EXERCISE GOAL: List every distinct calendar date that appears in the court opinion below, once each.

PASSAGE GIVEN:
Opinion
November 21, 1962
Aubrey B. Lank, of Theisen Lank, Wilmington, for plaintiffs.
Aaron Finger, of Richards, Layton Finger, Wilmington, for defendant. Gustav B. Margraf, Richmond, Va., of counsel.
This is a merger appraisal action. It is now before the court on defendant's motion for summary judgment.
On April 18, 1961, the board of directors of defendant Reynolds Metals Company, a Delaware corporation (Reynolds), and the board of directors of Tilo Roofing Company, Inc., a Delaware corporation (Tilo), entered into an agreement of merger, subject to stockholders' approval, for merging Tilo into Reynolds. A special meeting of Reynolds stockholders was called to be held on July 26, 1961 for the purpose of approving the proposed merger. On the record date for voting Bache Co., one of the plaintiffs, was the registered holder of 81,384 shares of Reynolds' common stock. On July 24, 1961 Bache Co. gave its proxy to Reynolds wherein it voted 29,775 shares for and 612 shares against the proposed merger. On July 25, 1961, Bache Co. gave its proxy to Reynolds wherein it voted 29,728 shares of common stock against the proposed merger. Also on July 25, 1961 a written objection to the merger was transmitted to Reynolds by Bache Co., advising "that we are the record holders of a number of shares of your company's stock, among which we are holding 29,728 shares for one customer who has asked us to dissent to the proposed merger of Tilo Roofing into Reynolds Metals," and further advising that at the stockholders' meeting of July 26, 1961 it would vote 29,728 shares against the merger. The appraisal sought in this proceeding is as to these 29,728 shares.

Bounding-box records
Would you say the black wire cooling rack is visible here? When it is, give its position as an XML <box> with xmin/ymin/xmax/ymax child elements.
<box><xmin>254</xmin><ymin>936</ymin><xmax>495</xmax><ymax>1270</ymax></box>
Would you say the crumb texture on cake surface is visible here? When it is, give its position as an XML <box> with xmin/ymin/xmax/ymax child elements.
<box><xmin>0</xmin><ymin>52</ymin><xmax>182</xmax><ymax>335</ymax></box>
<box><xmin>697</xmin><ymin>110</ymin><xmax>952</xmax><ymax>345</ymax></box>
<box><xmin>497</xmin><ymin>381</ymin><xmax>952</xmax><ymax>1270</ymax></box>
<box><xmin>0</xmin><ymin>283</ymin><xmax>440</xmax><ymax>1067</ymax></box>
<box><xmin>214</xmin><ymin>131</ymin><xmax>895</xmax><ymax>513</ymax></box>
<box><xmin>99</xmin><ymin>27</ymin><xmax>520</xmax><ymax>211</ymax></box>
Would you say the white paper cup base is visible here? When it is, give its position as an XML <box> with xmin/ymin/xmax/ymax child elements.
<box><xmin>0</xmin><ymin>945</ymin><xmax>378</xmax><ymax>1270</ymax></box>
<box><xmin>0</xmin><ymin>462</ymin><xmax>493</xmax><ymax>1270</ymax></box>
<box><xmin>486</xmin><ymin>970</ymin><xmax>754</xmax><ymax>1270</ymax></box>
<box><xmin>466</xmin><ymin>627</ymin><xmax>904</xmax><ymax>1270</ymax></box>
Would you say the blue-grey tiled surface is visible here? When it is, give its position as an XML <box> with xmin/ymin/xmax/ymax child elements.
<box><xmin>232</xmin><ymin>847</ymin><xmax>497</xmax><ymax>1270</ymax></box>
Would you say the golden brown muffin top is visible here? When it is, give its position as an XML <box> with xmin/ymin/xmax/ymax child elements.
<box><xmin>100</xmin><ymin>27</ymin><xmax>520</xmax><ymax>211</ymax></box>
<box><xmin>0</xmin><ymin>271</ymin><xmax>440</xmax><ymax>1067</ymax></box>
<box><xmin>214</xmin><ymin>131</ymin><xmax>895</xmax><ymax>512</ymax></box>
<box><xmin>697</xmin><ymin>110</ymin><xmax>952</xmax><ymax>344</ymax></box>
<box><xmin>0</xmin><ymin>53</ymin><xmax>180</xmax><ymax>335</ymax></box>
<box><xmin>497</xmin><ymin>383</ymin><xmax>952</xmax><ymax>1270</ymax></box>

FINAL RESULT:
November 21, 1962
April 18, 1961
July 26, 1961
July 24, 1961
July 25, 1961